(PASSAGE TO READ)
===

Things I Miss, part 2

I will start by saying, I recognize that what I am about to write about can be classified as a “first-world-problem”. I understand that the things I miss are things some people in this world never have. I know that I am privileged to have had them in the past, and that I will have them again in the future. I hereby check and recognize my privilege.

That said, I will continue to tell you about how I miss them, because this is my truth. One purpose of this blog is to share my experience as an American expat in Belgium. Well, missing certain things, even if they aren’t life necessities, is a part of my story. I don’t write it for anyone to feel sorry for me, or to feel sorry for myself, it’s just to share my reality, and it is fun and therapeutic to complain (and laugh) sometimes.

So, now that I’ve put that all on the table, I’ll get to the point. My part two of “things I miss”.

I miss central air conditioning and bathroom ventilation fans.

===

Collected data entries
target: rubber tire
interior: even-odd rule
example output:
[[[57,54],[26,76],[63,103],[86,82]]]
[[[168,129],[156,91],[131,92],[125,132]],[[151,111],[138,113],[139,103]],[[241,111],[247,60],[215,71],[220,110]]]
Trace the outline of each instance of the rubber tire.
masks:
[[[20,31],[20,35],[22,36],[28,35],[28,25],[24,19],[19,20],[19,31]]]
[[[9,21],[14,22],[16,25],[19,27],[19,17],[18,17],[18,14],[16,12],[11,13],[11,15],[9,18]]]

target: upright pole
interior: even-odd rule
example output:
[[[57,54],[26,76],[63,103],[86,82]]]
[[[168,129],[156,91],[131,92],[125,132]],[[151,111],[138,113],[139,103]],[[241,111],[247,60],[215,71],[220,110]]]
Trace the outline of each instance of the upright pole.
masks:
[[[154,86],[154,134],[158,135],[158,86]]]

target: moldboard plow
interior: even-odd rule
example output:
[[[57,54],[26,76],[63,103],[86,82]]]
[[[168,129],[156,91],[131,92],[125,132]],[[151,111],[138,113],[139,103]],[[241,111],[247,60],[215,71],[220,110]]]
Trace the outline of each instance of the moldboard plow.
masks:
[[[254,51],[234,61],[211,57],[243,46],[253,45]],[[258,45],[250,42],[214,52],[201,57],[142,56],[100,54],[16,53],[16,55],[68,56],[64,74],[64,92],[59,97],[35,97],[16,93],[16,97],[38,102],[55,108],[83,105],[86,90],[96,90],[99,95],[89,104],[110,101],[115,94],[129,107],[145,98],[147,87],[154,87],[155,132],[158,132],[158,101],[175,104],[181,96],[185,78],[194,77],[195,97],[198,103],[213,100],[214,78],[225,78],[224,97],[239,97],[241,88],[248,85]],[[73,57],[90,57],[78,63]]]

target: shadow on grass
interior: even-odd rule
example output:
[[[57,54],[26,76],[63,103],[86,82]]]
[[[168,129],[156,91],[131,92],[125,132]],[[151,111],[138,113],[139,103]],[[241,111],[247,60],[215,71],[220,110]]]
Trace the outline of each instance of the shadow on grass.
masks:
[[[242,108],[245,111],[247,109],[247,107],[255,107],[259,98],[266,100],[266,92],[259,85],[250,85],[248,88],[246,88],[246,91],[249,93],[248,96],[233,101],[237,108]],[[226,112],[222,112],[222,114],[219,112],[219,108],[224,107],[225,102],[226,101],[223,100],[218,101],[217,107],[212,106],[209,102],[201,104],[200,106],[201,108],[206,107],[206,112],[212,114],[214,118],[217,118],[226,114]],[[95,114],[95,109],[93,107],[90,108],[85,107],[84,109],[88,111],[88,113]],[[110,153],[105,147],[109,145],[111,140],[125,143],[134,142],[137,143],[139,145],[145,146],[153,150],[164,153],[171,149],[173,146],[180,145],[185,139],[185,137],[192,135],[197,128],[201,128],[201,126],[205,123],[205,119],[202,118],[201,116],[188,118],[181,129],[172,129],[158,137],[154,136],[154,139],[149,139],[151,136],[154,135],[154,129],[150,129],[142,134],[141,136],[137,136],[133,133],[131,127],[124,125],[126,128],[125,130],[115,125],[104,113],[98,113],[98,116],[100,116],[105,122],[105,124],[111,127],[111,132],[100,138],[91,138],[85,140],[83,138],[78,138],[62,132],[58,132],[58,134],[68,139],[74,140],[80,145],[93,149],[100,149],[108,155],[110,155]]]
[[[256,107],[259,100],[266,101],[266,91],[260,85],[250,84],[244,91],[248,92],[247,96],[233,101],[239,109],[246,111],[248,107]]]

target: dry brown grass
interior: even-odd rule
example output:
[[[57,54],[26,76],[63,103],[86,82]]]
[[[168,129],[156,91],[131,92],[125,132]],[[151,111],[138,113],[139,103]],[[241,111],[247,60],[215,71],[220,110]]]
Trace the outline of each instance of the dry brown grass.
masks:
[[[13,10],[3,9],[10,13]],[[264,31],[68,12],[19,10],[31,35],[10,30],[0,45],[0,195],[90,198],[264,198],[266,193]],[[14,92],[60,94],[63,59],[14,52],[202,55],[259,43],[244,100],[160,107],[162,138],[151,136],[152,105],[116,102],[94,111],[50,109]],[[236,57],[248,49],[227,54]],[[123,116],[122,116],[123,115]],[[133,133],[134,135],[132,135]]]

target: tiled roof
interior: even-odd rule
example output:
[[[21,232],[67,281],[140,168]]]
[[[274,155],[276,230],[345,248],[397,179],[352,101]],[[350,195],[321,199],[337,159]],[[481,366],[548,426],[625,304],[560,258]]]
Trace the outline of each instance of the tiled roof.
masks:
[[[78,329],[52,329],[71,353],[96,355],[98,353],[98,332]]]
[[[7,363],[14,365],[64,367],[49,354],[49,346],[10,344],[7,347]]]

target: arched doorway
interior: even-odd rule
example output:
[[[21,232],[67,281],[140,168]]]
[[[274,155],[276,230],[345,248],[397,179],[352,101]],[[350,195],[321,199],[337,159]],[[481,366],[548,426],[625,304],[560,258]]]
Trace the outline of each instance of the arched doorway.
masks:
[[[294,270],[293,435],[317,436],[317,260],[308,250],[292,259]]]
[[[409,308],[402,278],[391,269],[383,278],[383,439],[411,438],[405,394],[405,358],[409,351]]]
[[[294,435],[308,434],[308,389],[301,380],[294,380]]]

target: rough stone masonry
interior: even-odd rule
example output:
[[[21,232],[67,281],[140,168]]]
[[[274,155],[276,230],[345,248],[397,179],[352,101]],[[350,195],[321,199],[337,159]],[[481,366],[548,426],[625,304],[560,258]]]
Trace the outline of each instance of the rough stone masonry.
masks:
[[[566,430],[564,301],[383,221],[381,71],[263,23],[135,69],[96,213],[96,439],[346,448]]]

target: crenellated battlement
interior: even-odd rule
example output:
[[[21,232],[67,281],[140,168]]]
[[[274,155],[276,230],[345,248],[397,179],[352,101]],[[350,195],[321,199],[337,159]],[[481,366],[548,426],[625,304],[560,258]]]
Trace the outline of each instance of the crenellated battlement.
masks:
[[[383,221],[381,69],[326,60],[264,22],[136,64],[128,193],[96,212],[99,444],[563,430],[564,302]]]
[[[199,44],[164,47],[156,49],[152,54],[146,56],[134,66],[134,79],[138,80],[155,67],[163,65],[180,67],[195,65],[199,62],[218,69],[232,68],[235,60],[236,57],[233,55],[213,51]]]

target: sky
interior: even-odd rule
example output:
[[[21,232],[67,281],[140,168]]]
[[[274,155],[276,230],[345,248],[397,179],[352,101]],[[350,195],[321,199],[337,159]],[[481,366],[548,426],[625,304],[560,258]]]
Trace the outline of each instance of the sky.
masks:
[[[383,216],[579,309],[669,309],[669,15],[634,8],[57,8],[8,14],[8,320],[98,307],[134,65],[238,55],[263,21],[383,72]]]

===

(WHAT YOU SHOULD DO)
Answer these questions about the blog post on things missed abroad:
(a) In which country does the writer live as an American expat?
(b) What term does the writer say the topic could be classified as?
(c) Which two things does the writer name as missing at the end?
The data has no connection to the text.

(TASK ANSWER)
(a) Belgium
(b) A "first-world-problem"
(c) Central air conditioning and bathroom ventilation fans